Extracted data entries
+ + +

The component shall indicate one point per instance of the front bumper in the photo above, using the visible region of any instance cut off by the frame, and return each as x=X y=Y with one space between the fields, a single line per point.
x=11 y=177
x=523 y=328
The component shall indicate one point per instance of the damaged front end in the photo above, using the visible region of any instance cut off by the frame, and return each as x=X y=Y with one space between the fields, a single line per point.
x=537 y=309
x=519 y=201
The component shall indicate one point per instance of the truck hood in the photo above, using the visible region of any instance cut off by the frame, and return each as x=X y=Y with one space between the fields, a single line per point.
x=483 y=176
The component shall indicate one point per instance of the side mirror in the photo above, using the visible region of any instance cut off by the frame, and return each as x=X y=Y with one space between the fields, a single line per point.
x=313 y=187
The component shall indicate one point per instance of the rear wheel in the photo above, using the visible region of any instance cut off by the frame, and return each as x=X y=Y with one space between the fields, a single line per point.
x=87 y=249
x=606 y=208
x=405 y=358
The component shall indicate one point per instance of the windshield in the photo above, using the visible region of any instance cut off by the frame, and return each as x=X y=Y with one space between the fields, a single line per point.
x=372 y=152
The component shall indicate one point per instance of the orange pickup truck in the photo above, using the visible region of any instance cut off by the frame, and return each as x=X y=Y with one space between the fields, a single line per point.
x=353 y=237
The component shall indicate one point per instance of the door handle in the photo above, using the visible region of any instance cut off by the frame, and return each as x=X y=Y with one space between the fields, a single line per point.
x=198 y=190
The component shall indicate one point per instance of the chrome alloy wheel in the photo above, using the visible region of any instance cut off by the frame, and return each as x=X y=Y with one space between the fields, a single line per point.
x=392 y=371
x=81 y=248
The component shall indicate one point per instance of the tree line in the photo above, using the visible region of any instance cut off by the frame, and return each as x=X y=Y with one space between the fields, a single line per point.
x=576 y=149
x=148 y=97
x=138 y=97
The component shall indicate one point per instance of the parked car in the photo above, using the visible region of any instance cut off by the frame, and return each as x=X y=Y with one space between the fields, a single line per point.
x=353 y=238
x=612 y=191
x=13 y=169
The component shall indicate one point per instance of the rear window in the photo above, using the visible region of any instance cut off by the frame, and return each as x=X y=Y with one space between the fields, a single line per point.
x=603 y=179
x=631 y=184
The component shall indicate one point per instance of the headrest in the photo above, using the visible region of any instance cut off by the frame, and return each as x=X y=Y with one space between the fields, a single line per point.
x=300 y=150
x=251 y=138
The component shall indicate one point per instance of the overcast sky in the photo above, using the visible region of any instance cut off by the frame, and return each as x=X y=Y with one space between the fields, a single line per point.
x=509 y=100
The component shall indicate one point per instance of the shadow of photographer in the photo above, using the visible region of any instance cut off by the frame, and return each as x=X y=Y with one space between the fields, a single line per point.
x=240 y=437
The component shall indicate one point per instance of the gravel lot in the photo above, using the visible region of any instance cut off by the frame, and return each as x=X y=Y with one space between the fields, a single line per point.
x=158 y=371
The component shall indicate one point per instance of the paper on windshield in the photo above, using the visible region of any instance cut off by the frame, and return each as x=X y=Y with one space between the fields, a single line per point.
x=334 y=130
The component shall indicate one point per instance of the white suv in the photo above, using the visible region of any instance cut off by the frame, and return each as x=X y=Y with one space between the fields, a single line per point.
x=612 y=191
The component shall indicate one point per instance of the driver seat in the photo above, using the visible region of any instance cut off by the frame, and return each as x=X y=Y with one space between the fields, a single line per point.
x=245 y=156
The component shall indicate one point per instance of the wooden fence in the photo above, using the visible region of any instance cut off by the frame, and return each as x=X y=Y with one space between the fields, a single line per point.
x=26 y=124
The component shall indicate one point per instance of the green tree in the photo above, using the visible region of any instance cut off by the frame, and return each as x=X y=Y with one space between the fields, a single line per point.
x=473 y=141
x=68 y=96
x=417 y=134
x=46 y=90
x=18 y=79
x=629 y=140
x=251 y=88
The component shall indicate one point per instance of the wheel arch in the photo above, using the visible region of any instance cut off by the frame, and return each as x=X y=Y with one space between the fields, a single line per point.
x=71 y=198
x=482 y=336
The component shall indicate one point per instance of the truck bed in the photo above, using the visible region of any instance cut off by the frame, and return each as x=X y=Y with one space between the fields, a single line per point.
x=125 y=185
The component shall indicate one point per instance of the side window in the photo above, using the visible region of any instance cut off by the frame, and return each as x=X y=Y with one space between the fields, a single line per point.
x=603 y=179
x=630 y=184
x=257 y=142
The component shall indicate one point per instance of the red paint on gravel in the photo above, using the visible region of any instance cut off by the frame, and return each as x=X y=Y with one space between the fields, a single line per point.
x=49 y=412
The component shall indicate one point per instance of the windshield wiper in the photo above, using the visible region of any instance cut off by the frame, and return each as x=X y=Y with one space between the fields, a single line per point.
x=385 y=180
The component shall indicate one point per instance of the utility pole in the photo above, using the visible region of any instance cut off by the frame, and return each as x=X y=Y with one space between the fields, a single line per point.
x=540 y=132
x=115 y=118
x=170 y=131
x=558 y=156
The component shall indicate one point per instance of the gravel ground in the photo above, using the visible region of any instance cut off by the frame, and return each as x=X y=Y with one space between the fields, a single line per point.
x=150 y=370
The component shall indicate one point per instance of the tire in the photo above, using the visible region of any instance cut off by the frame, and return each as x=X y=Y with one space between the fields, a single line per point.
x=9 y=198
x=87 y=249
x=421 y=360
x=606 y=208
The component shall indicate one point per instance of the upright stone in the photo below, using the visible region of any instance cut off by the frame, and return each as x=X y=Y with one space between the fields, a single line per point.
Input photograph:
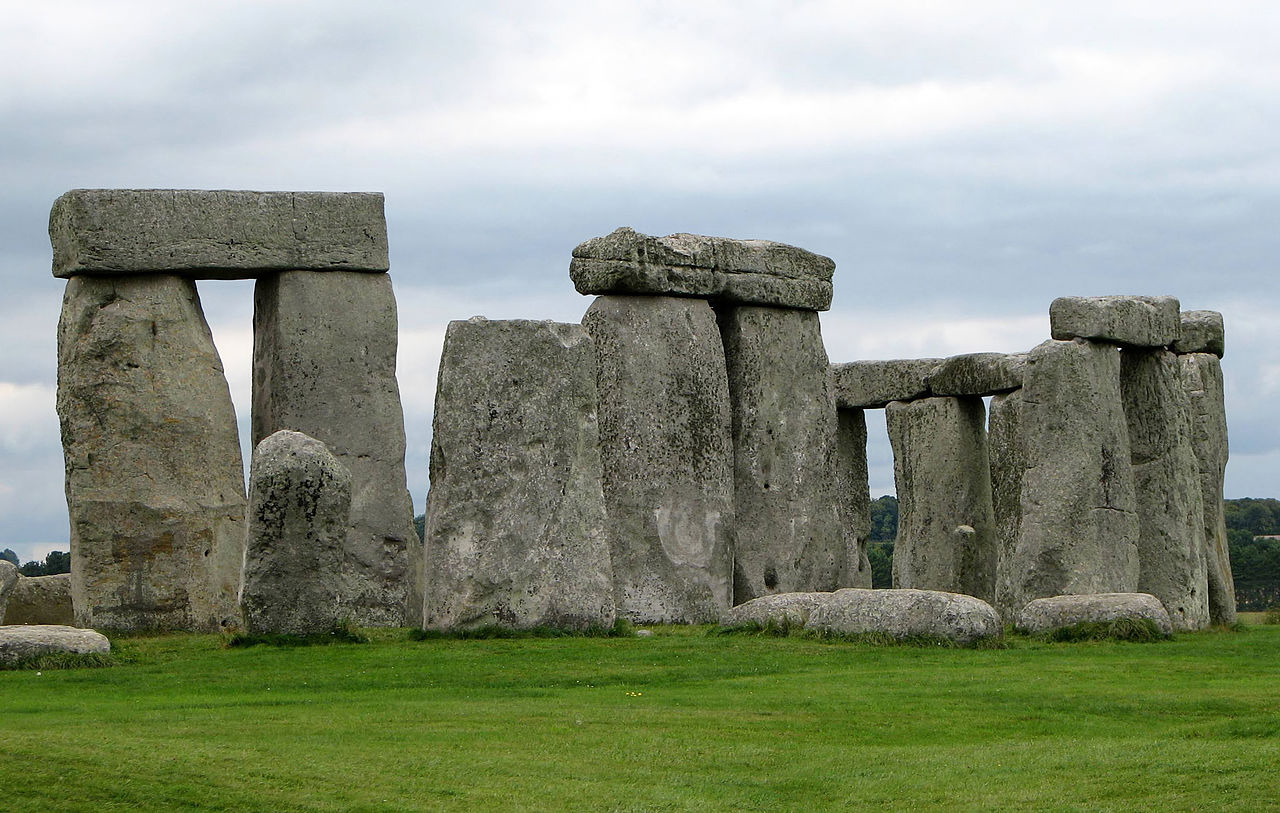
x=1079 y=526
x=1202 y=378
x=946 y=535
x=666 y=444
x=300 y=499
x=515 y=517
x=324 y=364
x=1166 y=485
x=155 y=487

+ + +

AIM OF THE TASK
Leave the pictures aside and give the records above back word for word.

EXERCISE SOLUTION
The component shall indicate one point per instance of the front bumper in the photo above, using the visible region of any instance cut off by the frame, and return each as x=X y=Y with one space between the fields, a single line per point.
x=11 y=177
x=523 y=328
The component shall indicate one point per instance of the damaged front end in the photo above, using the visible region of any instance cut off by the frame, and return each as x=X y=Y with one space between the fields, a single line per point.
x=537 y=309
x=519 y=201
The component shall indicate one point per instance of the truck hood in the photo above, using the visible region of any instance cut off by the frame, and return each as x=X y=Y with one space between the fields, a single line per point.
x=483 y=176
The component shall indicate one point per instance of the side mirror in the photo above, using the visible region of any instance cut off by the frame, and return each as x=X y=Y with one space between the fields, a single line per point.
x=313 y=187
The component shall indicate one point per instance of the rear wheel in the photo above, using the visible region of any instance cut off by the frame, and return each as x=X y=Y with one space between the fields, a single line per point.
x=87 y=249
x=606 y=208
x=405 y=358
The component shall indicate one point per instance of the windshield in the photo above, using the visible region of any instance cut off by the frame, and return each as x=X y=Y with one space between the fields, a single line per point.
x=372 y=152
The component shall indicate one point per instance of the orange pickup truck in the photo above, using the visible region of any instance cut off by the frame, and return each as x=X y=Y with one space between the fields, a single line per point.
x=353 y=237
The component shall indicate one point per instance of the door handle in the photo above, using the visible region of any instance cut off by the frame, and return each as x=X y=Y with one space between the fields, a single line per point.
x=198 y=190
The component shall indicate one point per instance of the chrome alloy wheel in the photo above, using the visible region of any instance cut off by the frame, and return each as x=X y=Y with one space between the fields, a single line per point.
x=392 y=371
x=81 y=248
The component shall indicate one point per instance of the tree line in the photo above, using the visible region of any instance cut off by the frame, and return each as x=X y=Y with one space between the fields, a single line per point.
x=576 y=149
x=148 y=97
x=138 y=97
The component shall indicate one point per instance of the parked car in the photo above, using the visible region of any instance cut off by the frame, and return each as x=X y=Y with one space between the fields, a single line per point.
x=353 y=238
x=612 y=191
x=13 y=169
The component shall indicate one point per instance of the rear window in the photo above, using the visible region of any instance cut off by the frame, and return each as x=X y=Y with one space between the fields, a single line per point.
x=603 y=179
x=631 y=184
The component shall indicate one point per instance of the headrest in the photo above, using the visible region of any instance cut off by the frame, and return each as x=X y=Y with one space between the fields, a single line per point.
x=300 y=150
x=251 y=138
The component shall indicate one point per instance of the overcast sky in the photo above, using the visible region of any instance cut off by the frame, and return each as x=X y=Y with one space between the fields, a single line per point.
x=509 y=100
The component shall indicate one point per instance of the shadow of photographer in the photo above, using the visible region of any instance cut off by the frame, and return each as x=X y=Y with one space between the fields, a single line per point.
x=240 y=437
The component shall indicate one point per instance of the gravel lot in the photo above, using the visible region of any instance cut off by the frame, and return each as x=X y=Y with one space between the fields, a single line per point.
x=158 y=371
The component shall indicate one point per instance of the paper on windshield in the photo above, using the visible region of any instance cut off by the frame, and return each as x=X y=Y with one space between the fields, a single line per point.
x=334 y=130
The component shall indicate one point per instance of the white suv in the photo above, using the visible region of any instance cut off by the frame, and return each as x=X y=Y with one space between the fields, a single line per point.
x=612 y=191
The component shall indicate one point per instance of the driver seat in the photo above, using the visible region of any instance cut off by the frame, and return each as x=X y=Y with one space between the fields, a single line per point.
x=245 y=156
The component shall indicate one point per instance of the wooden fence in the photo above, using the visible region of any instance cut off by the frame, and return each as x=X y=Y with one space between the fields, a single line per point.
x=26 y=124
The component shall indicate one point per instance of the green tree in the photo above, using the visible region of any instance cut off by the frame, and return each as x=X y=Y with one space between the fields, a single line per point.
x=473 y=141
x=68 y=96
x=417 y=134
x=46 y=90
x=18 y=79
x=629 y=140
x=251 y=88
The component shall indicate one point per instance of the wheel arch in the photo above, using the visible region of any instance cut off by the frame, and return each as x=X y=Y with one space between the fields, a single line per point.
x=71 y=198
x=482 y=336
The component shall indicate one point per instance of the truck bed in the photo above, using the visible region of any instance cut off by the frame, and return each as x=X y=Y with one space between the fields, a single line per point.
x=125 y=185
The component shall indicate one point per instance of the side window in the photo above, using the visible region of any instance cut off by the frame, and return each as x=X y=Y with one space between the fields, a single line per point.
x=603 y=179
x=630 y=184
x=257 y=142
The component shall indicate one point per instance of the red paint on gravel in the photo above, using the visible region of any instance cut off by the frame, and return each as x=X y=Y with one space between the fields, a single line per point.
x=49 y=412
The component shall indicate one point per instance of the windshield wiper in the photo above, using the visible region of any instance cut off by the frame, and return each as x=X y=Y with one space between the fields, a single line per point.
x=385 y=180
The component shall indicate one point per instance of the utility pole in the photo above, using the visible region of any instance cut off by the frame, and return each as x=X y=Y with one space between the fields, a single line per point.
x=540 y=132
x=115 y=118
x=170 y=131
x=558 y=156
The component shall indicate one point per instance of the gravel ground in the photo above, using the visible region of any instance cut off by the frame, and return each as x=X y=Y with one space between the fields, a single line per point.
x=150 y=370
The component shall indicate one point per instance of the tire in the photo above, using the visible region of any instance cut off by the frame, and return each as x=X y=Y with one space between the fields, a single line per point.
x=9 y=198
x=87 y=249
x=421 y=360
x=606 y=208
The component shall indicate one point per instance of the upright stone in the photo below, using the visible region of any instance cut off by the frame, and return each as x=X y=Y with one space between the fields, a single line per point.
Input photograph:
x=1079 y=526
x=1202 y=378
x=946 y=535
x=666 y=444
x=300 y=499
x=515 y=517
x=324 y=364
x=1166 y=485
x=155 y=487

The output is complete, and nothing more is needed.